▶ _COSA FARE_: Copia per intero il testo qui sotto sulle poesie di Filippo Ravizza, senza cambiare nemmeno una parola.

▶ _TESTO DEL DOCUMENTO_:
Filippo Ravizza, LA QUIETE DEL MISTERO, Fiori di torchio 2012, introduzione di Corrado Bagnoli, con un’opera di Gabriella Puricelli.


Filippo Ravizza: CI MANCHERA’ IL TEMPO
“Poesia metafisica, cioé l’unica poesia davvero possibile, che si interroga anche sul suo destino di uomini e di cose”; cosí Corrado Bagnoli nella bellissima presentazione alle nuove poesie di Filippo. E’ una conferma del tono alto dell’opera di questo poeta, radicata nell’immaginario di una mittelleuropa creatrice di ponti fra culture e visioni, lingue e pensieri, preservazione del valore della lingua e malinconia struggente del perduto, della bellezza che si sgretola.
Che il problema della lingua sia centrale per Filippo Ravizza, ce lo dice, per esempio, la sua vicinanza alle istanze di progettazione culturale espresse dall’opera del Manzoni, l’idea di quella lingua comune, cioé, in grado di proiettare lo sfaccettamento di un’ Italia appena unita, nell’immaginario collettivo di una Europa vicinissima per debiti culturali, eppure lontanissima per idealismo e coesione spirituale. Una posizione controcorrente, quindi, questa di Filippo, rispetto ai fenomeni di disgregazione linguistica espressi a partire dagli anni ’70.
Queste considerazioni informano nel profondo l’opera di Ravizza, e si trasformano in risultati poetici di erranza e movimento, alla ricerca degli archetipi estetici e di pensiero di cui siamo fatti.
Cosí accade, per esempio nel testo iniziale, “Porto, Lisbona” in cui la rievocazione di un esserci stati – un punto preciso dello spazio, una data sul calendario – si trasformano nella richiesta di senso di una mancanza, della perdita di un luogo, del suo pensiero prima e della sua immagine concreta dopo: “credimi credimi/non capiremo mai perché ci/siamo stati non sapremo/ci mancherá il tempo/ci mancherá il coraggio/saremo come sono stati altri…/altri prima di noi”

▶ _INFORMAZIONI FORNITE_:
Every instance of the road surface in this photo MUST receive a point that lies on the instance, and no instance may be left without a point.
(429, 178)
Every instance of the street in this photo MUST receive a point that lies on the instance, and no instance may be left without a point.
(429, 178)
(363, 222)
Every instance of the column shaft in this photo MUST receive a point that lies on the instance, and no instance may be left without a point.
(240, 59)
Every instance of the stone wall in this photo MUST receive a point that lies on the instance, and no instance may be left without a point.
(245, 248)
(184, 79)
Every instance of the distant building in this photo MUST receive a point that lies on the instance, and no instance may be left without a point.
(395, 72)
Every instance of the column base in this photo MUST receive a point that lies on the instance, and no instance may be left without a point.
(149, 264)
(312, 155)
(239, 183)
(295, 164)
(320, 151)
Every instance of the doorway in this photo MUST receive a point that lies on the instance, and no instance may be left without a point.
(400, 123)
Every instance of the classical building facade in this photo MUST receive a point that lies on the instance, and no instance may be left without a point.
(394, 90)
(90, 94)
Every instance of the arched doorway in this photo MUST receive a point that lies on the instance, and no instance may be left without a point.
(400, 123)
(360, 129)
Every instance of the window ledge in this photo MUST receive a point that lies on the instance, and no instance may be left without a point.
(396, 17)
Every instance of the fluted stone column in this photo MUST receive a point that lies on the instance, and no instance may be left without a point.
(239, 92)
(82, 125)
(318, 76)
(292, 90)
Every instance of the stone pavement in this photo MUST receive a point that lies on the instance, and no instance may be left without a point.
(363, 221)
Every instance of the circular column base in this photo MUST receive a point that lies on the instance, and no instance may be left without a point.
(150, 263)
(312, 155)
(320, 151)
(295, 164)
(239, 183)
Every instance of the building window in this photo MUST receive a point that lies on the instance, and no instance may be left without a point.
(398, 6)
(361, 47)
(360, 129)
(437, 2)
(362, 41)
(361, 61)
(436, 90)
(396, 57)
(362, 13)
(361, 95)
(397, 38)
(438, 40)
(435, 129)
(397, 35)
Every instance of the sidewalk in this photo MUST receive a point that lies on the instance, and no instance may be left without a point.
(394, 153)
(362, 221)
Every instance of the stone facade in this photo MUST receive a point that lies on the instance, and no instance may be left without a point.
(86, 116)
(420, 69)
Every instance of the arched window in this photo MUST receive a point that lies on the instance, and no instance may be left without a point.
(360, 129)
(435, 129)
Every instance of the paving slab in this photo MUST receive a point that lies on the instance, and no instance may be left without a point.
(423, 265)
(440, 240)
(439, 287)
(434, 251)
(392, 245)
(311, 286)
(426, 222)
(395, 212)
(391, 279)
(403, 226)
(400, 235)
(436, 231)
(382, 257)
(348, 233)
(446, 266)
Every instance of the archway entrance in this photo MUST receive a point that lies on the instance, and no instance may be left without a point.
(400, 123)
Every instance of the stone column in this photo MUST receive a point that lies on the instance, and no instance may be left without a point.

▶ _RISULTATO_:
Filippo Ravizza, LA QUIETE DEL MISTERO, Fiori di torchio 2012, introduzione di Corrado Bagnoli, con un’opera di Gabriella Puricelli.


Filippo Ravizza: CI MANCHERA’ IL TEMPO
“Poesia metafisica, cioé l’unica poesia davvero possibile, che si interroga anche sul suo destino di uomini e di cose”; cosí Corrado Bagnoli nella bellissima presentazione alle nuove poesie di Filippo. E’ una conferma del tono alto dell’opera di questo poeta, radicata nell’immaginario di una mittelleuropa creatrice di ponti fra culture e visioni, lingue e pensieri, preservazione del valore della lingua e malinconia struggente del perduto, della bellezza che si sgretola.
Che il problema della lingua sia centrale per Filippo Ravizza, ce lo dice, per esempio, la sua vicinanza alle istanze di progettazione culturale espresse dall’opera del Manzoni, l’idea di quella lingua comune, cioé, in grado di proiettare lo sfaccettamento di un’ Italia appena unita, nell’immaginario collettivo di una Europa vicinissima per debiti culturali, eppure lontanissima per idealismo e coesione spirituale. Una posizione controcorrente, quindi, questa di Filippo, rispetto ai fenomeni di disgregazione linguistica espressi a partire dagli anni ’70.
Queste considerazioni informano nel profondo l’opera di Ravizza, e si trasformano in risultati poetici di erranza e movimento, alla ricerca degli archetipi estetici e di pensiero di cui siamo fatti.
Cosí accade, per esempio nel testo iniziale, “Porto, Lisbona” in cui la rievocazione di un esserci stati – un punto preciso dello spazio, una data sul calendario – si trasformano nella richiesta di senso di una mancanza, della perdita di un luogo, del suo pensiero prima e della sua immagine concreta dopo: “credimi credimi/non capiremo mai perché ci/siamo stati non sapremo/ci mancherá il tempo/ci mancherá il coraggio/saremo come sono stati altri…/altri prima di noi”